## Texto
□ □ □

Claude 3 es un nuevo modelo de lenguaje de IA que pretende competir con ChatGPT y Gemini, los grandes. Al presentarlo, la empresa Anthropic aseguró que ofrece prestaciones superiores al resto de sus competidores, tantas que “muestra niveles casi humanos de comprensión y fluidez en tareas complejas”. Un test realizado por sus ingenieros daba a entender que Claude 3 sabía distinguir cuando un usuario trataba de engañarlo, “prueba de que podía tener conciencia”. 

La frase y el test no pasaron desapercibidos. Docenas de artículos los destacaron y de nuevo pusieron en marcha el debate recurrente sobre lo cerca que están las máquinas de alcanzar la inteligencia humana.

□ □ □

## Partes del ejercicio
a. Enumera todos los modelos de lenguaje de IA que se mencionan en el texto.
b. Traduce al inglés esta oración del texto: "La frase y el test no pasaron desapercibidos."
c. Transcribe sin cambios el fragmento del texto que va desde "La frase y el" hasta "la inteligencia humana.".

(Datos de señalamiento por expresiones referenciales)
□ □ □

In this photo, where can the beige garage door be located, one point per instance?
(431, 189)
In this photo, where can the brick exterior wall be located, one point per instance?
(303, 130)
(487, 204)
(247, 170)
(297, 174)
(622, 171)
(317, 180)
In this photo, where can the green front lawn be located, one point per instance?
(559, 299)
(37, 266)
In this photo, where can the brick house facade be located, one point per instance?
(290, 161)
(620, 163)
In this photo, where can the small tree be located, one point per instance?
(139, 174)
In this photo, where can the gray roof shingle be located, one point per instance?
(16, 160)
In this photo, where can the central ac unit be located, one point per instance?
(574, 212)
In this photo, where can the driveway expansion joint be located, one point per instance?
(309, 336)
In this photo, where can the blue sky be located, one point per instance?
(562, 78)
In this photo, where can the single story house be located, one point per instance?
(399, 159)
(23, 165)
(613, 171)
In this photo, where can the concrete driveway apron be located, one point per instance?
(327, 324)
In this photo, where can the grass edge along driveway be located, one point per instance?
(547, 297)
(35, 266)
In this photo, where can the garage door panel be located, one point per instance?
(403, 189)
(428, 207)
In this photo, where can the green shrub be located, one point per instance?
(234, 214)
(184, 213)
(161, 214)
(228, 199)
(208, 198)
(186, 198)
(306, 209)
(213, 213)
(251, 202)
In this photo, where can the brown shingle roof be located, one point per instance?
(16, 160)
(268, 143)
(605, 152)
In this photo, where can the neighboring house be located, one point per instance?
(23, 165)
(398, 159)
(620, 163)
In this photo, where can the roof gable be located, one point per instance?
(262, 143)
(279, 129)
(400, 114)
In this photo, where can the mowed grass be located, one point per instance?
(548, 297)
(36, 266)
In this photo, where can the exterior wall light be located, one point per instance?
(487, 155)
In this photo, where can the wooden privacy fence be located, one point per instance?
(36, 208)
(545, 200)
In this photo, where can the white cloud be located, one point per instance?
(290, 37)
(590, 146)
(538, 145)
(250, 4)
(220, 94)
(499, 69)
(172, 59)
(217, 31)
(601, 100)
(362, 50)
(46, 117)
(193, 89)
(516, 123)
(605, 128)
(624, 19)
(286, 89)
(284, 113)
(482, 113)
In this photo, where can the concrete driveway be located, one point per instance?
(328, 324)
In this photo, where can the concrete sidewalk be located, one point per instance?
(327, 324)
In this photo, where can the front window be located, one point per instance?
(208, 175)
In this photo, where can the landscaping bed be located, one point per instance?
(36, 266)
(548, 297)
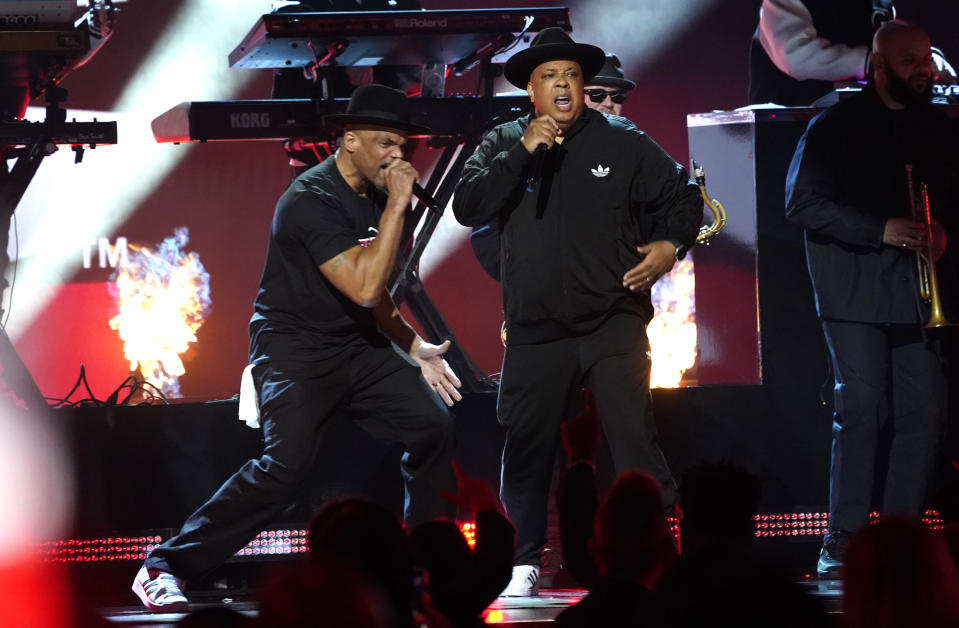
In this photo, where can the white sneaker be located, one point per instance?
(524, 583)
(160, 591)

□ □ □

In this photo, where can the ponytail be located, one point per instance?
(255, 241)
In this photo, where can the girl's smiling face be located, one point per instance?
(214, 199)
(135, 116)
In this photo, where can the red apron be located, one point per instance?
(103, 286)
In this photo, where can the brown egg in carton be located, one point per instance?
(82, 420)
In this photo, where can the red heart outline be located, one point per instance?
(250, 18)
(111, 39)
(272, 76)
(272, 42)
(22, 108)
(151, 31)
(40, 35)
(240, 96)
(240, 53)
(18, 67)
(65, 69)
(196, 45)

□ □ □

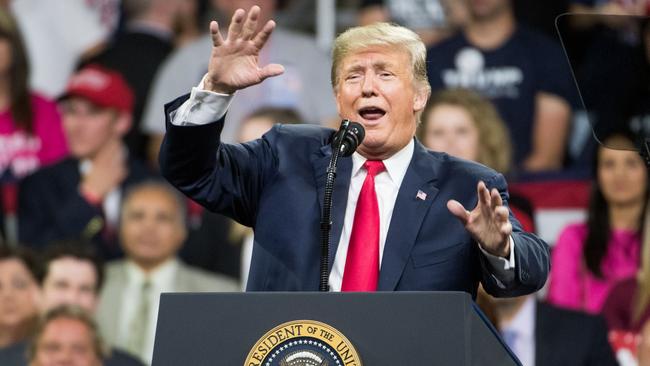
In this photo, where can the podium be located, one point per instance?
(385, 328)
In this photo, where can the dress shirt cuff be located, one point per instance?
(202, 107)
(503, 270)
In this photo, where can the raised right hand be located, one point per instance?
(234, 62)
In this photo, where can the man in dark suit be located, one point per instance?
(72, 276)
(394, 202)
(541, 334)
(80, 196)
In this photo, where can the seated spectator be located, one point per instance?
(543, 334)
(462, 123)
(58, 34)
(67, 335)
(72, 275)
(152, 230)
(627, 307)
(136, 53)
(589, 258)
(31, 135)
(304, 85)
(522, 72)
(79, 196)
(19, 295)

□ □ □

## Respuestas por tarea
a. Claude 3, ChatGPT y Gemini.

b. The statement and the test did not go unnoticed.

c.
La frase y el test no pasaron desapercibidos. Docenas de artículos los destacaron y de nuevo pusieron en marcha el debate recurrente sobre lo cerca que están las máquinas de alcanzar la inteligencia humana.